• **Data provided**:

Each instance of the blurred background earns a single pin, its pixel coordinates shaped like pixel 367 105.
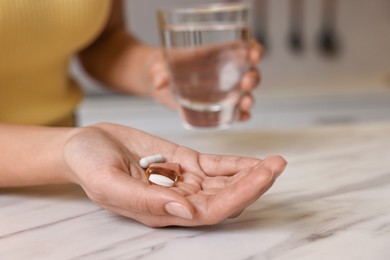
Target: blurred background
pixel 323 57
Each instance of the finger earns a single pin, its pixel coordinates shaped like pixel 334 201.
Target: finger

...

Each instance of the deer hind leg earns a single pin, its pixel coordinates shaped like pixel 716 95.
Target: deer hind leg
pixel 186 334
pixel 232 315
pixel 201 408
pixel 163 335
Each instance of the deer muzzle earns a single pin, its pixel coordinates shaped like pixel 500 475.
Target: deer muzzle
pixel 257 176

• **Written instruction**: Rewrite the lines from the one containing "Each instance of the blurred" up to and including the one containing "Target: finger". Scale every pixel coordinate in the answers by 2.6 and round to whole numbers, with halves rounded up, keeping the requests and their sample coordinates unchanged and leaving the pictures out.

• **Exercise response**:
Each instance of the blurred background earns a single pin, its pixel coordinates shaped like pixel 367 105.
Target: blurred background
pixel 840 148
Each instance of the finger earns a single pin, its pixel coordinates shaped like pixel 334 201.
Target: finger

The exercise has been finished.